◆ **Aufgabe 1**: Prüfe, ob die folgenden Aussagen mit dem Text über die Busreise an die Adria übereinstimmen: (a) Der Reiseführer raucht vor dem Bus. (b) Der Reiseführer hält das Mikrofon drei bis vier Zentimeter vom Mund entfernt. (c) Der Reiseführer wird die Geschichte in sieben Tagen erzählen. Antworte jeweils mit Ja oder Nein und belege das mit den entscheidenden Worten des Textes als wörtliches Zitat.

◆ **Vorgegebener Text**:
________________
Zittrige Hände ziehen die riesigen Koffer von einer Lobby zur anderen,
alte Knochen frisch eingepackt in teuere Funktionswäsche,
Fette, dürre, diverse Körper. Verwelkt. Wackelig. Sehnsüchtig.
Hungrig eingeflogen aus dem satten Europa.
Direkt aus dem dem Heim. Aus der Vergangenheit. Der Einsamkeit.
An die ewige Sonne der Adria. Mit Meeresblick und Azzuro Himmel.
Der runde, graue Reiseführer steht vor dem Bus und raucht.
Pustet Rauchwolken. Grinst. Hält Distanz. Lädt in den Bus ein
Zählt uns gleich zweimal. Wie Schafe. Alle sind am Platz. Ich mittendrin.
Der Schäfer packt sein Mikro, hält es dicht an den Mund. Er nuschelt.
Das nervt mich. Schmerz in meinen Ohren.
Am liebsten würde ich aufstehen und ihm zeigen, wie man einen Mikrophon richtig hält.
Drei-vier-Zentimeter vom Mund entfernt! Das ist doch keine Kunst.
Das muss er eigentlich wissen.
Mein Mann drückt jetzt meine Hand.
Diesen Druck kenne ich. Ich solle ihn, meinen deutschen Mann, bloß nicht blamieren. Bitte Rücksicht nehmen. Auf ihn. Und auf die anderen.
Den Reiseführer könne ich vielelicht später unter vier Augen freundlich bitten und
ihn in der Pause auf meine empfindliche Ohren hinweisen.
Ach, ja. Diese deutsche Diplomatie. Alles schön auf Zehenspitzen. Nie klar und deutlich.
Ich sage gar nichts.
Der Türke wird uns die lange Geschichte meiner zerstückelten Heimat
in sieben Tagen in vielen Episoden und einigen Anekdoten durchnuscheln.
Mit seinem Mikro dicht am Mund zerkratzt er zuerst meine Ohren.
Dann meine Seele.
Das ist ja seine Arbeit. Touristen zu unterhalten. Ihnen Geschichten zu erzählen. Irgendwas muss er halt reden. Am besten das, was sie hören wollen.
Der Kunde ist, klar, wieder der König.
Irgendwann, gewöhnt man sich an alles. Sogar an seine zerstückelte Heimat. Die ein unbeholfener Türke mit Touristenanekdoten zu flicken versucht.
Seine fleißig eingepaukte Lektüre über meine Heimat, heute Balkan, seine aktuelle Arbeitstelle, über uns nervt mich. Immer wieder die Osmanen, seine Vorfahren, die fast 500 Jahren auf dem Balkan geherrscht hätten, wie er immer wieder betont,
Ich höre seinen Stolz, sein spötisches Grinsen...
________________
◆ **Datensatz**:

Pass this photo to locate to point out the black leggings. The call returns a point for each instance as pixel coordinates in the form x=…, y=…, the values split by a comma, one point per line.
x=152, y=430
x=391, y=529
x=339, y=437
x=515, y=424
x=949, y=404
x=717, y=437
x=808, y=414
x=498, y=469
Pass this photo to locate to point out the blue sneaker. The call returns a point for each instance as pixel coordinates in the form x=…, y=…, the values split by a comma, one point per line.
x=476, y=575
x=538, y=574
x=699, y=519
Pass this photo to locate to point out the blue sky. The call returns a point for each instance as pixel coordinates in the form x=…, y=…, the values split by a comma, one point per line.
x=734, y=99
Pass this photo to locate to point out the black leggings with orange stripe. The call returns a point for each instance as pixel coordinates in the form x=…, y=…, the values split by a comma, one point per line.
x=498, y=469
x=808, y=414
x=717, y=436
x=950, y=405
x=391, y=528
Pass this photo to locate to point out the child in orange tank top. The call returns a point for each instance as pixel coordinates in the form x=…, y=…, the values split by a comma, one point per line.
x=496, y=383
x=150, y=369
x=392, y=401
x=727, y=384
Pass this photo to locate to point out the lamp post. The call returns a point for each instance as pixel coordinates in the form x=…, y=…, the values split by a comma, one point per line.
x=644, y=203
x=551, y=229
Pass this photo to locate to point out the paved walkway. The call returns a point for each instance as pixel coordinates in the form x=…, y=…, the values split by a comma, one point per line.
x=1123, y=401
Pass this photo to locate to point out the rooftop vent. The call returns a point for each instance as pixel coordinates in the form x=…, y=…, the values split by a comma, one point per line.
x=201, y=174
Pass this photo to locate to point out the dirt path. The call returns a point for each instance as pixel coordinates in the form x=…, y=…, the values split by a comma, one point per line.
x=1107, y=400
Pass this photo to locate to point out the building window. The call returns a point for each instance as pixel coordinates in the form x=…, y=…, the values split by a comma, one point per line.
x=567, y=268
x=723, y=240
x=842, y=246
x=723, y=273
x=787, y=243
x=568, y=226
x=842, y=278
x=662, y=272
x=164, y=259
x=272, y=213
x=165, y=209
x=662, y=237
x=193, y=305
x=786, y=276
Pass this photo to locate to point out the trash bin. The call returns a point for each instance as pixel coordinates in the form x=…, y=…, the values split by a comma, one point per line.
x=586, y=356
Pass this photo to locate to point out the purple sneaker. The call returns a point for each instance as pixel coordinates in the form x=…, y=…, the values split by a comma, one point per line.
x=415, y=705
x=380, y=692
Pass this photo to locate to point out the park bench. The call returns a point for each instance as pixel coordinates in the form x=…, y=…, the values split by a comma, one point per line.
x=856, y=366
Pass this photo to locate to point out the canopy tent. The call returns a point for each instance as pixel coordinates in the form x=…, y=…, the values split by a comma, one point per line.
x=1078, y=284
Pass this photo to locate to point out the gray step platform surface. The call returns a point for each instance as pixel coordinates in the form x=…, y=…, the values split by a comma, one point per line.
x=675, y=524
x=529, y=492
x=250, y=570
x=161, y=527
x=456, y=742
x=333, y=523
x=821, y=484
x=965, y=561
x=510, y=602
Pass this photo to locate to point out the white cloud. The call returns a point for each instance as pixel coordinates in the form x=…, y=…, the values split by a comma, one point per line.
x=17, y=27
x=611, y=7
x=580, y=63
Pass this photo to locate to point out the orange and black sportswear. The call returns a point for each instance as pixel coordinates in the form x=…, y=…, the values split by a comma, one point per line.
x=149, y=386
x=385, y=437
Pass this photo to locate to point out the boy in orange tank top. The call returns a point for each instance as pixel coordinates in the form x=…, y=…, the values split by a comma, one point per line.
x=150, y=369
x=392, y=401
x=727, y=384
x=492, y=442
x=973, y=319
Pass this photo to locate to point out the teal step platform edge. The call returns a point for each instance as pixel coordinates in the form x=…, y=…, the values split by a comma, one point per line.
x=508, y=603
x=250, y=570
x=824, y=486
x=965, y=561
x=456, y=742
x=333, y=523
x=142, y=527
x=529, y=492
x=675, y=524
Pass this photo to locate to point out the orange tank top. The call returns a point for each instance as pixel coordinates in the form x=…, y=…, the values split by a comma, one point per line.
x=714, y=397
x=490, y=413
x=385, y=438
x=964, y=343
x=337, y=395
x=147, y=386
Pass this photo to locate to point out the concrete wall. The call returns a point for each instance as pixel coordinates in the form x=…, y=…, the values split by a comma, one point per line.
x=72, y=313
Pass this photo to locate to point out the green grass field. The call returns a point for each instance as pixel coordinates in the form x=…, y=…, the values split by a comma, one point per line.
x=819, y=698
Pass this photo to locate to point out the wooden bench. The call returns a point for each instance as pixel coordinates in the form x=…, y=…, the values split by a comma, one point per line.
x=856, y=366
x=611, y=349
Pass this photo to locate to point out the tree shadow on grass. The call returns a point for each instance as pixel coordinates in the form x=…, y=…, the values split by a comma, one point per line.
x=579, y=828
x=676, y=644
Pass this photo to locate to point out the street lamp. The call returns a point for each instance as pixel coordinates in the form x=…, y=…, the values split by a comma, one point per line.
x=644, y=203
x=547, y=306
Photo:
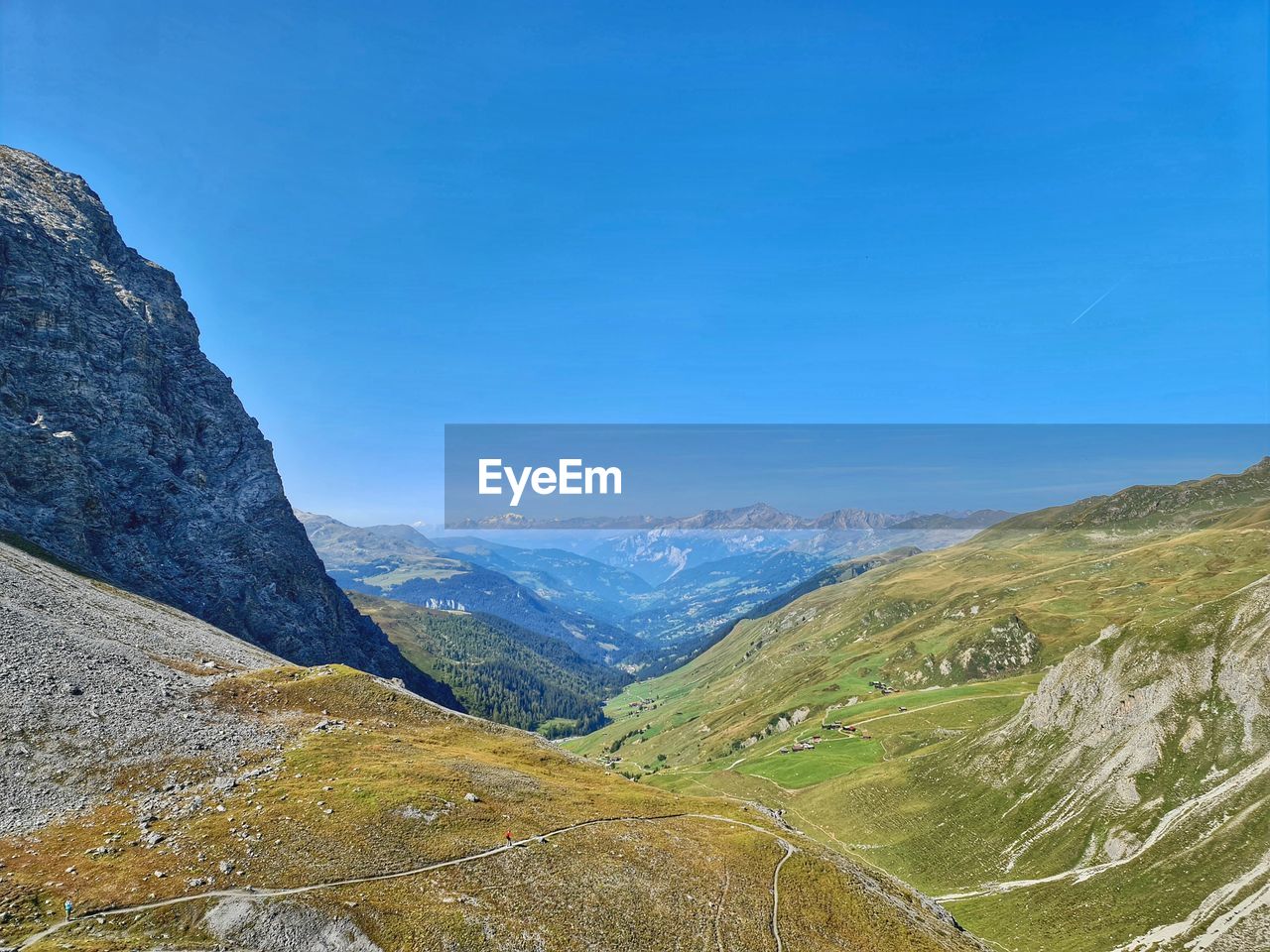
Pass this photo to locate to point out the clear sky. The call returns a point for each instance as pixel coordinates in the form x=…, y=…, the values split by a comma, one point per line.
x=390, y=216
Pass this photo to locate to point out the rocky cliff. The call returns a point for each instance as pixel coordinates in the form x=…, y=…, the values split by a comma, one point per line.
x=125, y=451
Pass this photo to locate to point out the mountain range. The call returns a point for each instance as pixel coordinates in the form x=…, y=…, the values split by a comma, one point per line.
x=125, y=449
x=758, y=516
x=1062, y=720
x=191, y=760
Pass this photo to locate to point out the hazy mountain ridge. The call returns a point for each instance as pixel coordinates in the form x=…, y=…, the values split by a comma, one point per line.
x=125, y=451
x=1080, y=733
x=313, y=778
x=391, y=566
x=757, y=516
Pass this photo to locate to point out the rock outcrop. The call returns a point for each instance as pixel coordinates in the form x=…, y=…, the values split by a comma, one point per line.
x=125, y=451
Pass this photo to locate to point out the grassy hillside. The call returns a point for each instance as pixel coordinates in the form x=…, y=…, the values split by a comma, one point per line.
x=1078, y=697
x=498, y=669
x=290, y=807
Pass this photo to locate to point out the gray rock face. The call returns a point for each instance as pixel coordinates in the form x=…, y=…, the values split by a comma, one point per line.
x=98, y=682
x=125, y=451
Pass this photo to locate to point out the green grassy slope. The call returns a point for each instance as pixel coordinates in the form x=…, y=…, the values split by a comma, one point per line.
x=1071, y=679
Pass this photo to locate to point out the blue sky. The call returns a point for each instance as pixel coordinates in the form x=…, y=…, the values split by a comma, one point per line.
x=393, y=216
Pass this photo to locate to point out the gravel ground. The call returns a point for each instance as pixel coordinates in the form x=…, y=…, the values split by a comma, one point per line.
x=95, y=680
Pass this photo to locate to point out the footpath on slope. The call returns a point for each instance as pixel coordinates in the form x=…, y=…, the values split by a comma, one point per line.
x=252, y=893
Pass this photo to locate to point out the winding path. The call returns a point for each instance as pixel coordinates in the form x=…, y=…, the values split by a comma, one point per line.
x=776, y=892
x=257, y=893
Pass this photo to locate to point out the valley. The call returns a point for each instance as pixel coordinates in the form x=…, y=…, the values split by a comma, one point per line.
x=1074, y=703
x=338, y=810
x=231, y=724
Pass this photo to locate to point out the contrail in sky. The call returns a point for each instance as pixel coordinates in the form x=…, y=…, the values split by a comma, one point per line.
x=1098, y=299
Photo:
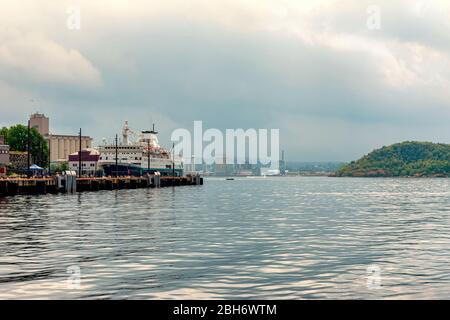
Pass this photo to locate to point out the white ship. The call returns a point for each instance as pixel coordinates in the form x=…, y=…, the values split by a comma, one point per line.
x=138, y=156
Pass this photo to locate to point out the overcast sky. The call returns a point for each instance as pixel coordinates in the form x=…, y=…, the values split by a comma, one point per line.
x=335, y=87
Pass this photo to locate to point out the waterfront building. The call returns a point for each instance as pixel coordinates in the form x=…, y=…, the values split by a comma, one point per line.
x=18, y=160
x=89, y=161
x=61, y=146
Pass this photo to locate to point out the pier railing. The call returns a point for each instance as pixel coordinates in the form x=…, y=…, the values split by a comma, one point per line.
x=70, y=184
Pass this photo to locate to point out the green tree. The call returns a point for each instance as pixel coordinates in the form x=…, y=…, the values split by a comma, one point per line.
x=17, y=139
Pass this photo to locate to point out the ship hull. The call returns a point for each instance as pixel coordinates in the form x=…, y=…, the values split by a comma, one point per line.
x=137, y=171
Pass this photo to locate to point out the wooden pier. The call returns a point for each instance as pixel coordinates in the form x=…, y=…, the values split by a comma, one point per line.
x=64, y=184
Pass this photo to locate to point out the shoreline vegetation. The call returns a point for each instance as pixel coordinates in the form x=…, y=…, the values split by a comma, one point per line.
x=405, y=159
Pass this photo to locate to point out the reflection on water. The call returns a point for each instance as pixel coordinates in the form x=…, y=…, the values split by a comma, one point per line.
x=278, y=238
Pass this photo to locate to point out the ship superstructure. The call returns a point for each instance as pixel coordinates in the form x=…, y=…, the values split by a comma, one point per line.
x=138, y=153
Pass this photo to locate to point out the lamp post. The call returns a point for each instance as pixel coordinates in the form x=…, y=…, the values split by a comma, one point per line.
x=28, y=150
x=80, y=163
x=117, y=157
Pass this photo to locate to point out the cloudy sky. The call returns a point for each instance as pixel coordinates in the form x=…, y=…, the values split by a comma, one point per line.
x=321, y=71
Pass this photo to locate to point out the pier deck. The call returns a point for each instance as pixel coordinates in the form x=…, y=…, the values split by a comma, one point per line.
x=59, y=184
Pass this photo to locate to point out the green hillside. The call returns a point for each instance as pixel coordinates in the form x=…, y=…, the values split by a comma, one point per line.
x=406, y=159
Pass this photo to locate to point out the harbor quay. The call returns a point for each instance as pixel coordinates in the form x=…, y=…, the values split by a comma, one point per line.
x=72, y=184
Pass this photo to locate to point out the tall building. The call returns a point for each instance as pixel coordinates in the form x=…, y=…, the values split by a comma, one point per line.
x=41, y=123
x=61, y=146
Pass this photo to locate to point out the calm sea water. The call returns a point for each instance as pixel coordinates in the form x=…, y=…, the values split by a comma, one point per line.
x=273, y=238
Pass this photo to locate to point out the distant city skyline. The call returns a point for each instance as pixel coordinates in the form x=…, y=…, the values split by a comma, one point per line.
x=338, y=78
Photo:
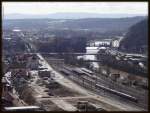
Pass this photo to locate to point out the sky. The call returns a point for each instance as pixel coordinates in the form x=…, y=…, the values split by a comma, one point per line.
x=84, y=7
________________
◆ **Aufgabe 2**: Wiederhole aus den Zeilen, die nach dem Text stehen, unverändert den Abschnitt von der Zeile mit „Pass this photo to locate to point out the gray step“ bis einschließlich der Zeile mit „x=510, y=602“.

◆ **Erwartete Antwort 1**:
(a) Ja: „Der runde, graue Reiseführer steht vor dem Bus und raucht.“
(b) Nein: „Der Schäfer packt sein Mikro, hält es dicht an den Mund.“
(c) Ja: „in sieben Tagen in vielen Episoden und einigen Anekdoten durchnuscheln.“

◆ **Erwartete Antwort 2**:
Pass this photo to locate to point out the gray step platform surface. The call returns a point for each instance as pixel coordinates in the form x=…, y=…, the values split by a comma, one point per line.
x=675, y=524
x=529, y=492
x=250, y=570
x=161, y=527
x=456, y=742
x=333, y=523
x=821, y=484
x=965, y=561
x=510, y=602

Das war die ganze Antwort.